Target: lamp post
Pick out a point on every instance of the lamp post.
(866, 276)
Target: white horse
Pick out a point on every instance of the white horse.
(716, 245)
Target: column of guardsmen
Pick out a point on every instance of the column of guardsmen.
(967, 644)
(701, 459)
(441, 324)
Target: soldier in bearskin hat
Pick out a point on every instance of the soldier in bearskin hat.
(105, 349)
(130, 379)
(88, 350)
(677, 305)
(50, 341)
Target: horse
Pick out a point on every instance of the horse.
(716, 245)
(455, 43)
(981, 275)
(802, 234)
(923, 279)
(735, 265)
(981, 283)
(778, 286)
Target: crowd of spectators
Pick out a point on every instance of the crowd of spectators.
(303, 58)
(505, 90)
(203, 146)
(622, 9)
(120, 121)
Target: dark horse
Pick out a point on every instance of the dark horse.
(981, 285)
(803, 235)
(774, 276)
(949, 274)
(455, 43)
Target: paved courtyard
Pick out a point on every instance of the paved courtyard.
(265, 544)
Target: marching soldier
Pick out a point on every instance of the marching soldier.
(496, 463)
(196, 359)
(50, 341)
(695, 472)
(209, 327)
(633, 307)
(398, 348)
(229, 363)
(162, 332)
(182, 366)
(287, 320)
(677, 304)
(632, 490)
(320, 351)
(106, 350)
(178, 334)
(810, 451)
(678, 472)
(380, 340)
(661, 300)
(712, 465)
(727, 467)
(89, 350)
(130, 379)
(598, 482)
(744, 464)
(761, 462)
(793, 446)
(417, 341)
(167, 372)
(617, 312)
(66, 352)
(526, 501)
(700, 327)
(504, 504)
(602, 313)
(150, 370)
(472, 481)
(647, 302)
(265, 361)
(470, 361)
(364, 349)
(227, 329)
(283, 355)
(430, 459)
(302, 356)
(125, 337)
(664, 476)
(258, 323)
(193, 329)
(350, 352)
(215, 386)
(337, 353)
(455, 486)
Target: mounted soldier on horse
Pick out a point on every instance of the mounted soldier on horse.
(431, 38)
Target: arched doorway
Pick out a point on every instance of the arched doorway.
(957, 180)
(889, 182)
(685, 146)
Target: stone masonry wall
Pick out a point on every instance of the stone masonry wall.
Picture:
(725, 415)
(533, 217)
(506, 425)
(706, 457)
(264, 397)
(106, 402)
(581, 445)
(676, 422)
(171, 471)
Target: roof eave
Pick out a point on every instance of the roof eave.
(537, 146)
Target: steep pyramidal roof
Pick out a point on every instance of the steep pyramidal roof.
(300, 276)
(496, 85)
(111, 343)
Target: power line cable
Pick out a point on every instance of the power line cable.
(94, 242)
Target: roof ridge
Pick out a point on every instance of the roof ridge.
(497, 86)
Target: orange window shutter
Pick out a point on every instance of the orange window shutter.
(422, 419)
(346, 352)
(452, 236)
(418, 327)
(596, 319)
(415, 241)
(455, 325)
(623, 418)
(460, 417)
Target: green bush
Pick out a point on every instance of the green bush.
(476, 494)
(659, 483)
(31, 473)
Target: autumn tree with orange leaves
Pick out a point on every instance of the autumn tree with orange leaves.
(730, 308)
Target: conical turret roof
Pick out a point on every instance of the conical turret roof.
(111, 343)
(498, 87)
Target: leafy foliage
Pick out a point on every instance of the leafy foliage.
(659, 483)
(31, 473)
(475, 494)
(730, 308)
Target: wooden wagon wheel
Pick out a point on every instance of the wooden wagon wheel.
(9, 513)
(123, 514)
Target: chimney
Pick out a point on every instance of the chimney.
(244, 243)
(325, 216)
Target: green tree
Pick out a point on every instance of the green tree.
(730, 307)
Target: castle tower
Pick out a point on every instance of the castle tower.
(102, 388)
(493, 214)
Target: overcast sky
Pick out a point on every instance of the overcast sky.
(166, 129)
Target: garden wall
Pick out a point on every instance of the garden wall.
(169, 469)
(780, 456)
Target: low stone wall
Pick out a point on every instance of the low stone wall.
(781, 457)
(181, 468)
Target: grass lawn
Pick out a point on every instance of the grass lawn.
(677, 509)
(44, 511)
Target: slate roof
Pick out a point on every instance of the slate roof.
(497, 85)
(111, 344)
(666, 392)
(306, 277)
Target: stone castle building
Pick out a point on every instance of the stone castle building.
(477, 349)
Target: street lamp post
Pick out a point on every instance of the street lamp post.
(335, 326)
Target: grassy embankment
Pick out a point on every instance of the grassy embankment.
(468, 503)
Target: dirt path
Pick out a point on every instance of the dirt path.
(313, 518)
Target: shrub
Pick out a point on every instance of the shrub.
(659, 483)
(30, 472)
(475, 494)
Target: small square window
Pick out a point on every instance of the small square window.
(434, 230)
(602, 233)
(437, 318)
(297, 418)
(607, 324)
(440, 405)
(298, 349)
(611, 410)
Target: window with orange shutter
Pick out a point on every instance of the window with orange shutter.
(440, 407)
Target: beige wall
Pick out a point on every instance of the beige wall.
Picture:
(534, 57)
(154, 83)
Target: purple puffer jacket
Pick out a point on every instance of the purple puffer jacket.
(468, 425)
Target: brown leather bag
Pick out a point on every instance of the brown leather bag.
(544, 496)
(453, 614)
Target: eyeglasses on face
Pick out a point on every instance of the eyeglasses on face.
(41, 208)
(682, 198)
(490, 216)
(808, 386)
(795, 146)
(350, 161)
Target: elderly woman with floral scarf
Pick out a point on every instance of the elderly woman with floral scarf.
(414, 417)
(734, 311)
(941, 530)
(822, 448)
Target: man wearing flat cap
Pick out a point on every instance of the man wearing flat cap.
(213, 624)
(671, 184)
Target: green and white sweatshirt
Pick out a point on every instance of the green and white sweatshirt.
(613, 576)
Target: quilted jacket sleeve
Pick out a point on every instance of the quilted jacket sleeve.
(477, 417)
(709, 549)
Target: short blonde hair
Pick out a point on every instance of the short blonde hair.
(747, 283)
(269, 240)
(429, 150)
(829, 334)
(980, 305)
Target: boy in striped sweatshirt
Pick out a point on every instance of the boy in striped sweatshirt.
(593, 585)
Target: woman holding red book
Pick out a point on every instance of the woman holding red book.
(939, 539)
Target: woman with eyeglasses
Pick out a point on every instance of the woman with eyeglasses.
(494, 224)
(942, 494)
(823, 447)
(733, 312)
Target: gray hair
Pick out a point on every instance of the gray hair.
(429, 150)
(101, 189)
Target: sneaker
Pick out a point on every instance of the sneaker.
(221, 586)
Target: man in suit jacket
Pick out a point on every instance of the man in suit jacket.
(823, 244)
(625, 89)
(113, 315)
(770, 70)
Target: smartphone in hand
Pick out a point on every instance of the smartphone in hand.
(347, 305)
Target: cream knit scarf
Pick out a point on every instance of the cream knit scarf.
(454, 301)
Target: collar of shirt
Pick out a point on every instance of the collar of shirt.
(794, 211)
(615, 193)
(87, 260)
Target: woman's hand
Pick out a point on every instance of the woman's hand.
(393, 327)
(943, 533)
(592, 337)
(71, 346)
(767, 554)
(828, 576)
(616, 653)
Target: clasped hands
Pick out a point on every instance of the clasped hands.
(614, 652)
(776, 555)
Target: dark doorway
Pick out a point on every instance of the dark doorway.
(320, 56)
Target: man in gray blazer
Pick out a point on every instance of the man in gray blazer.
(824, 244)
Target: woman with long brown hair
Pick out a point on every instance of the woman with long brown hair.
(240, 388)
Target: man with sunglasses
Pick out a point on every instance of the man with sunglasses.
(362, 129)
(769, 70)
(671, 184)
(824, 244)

⁂

» **Stated task**:
Please render the items, starting with the line containing "Target: man with sunglasses" and going on through the end of the items, as a two-column CSV with the columns text and answer. Use one row per item, put each field in quotes, and replace any line breaks with spaces.

» **Exercise answer**:
text,answer
"Target: man with sunglasses Pick out a point on every instance of the man with sunglasses.","(362, 129) (769, 70) (671, 184) (824, 244)"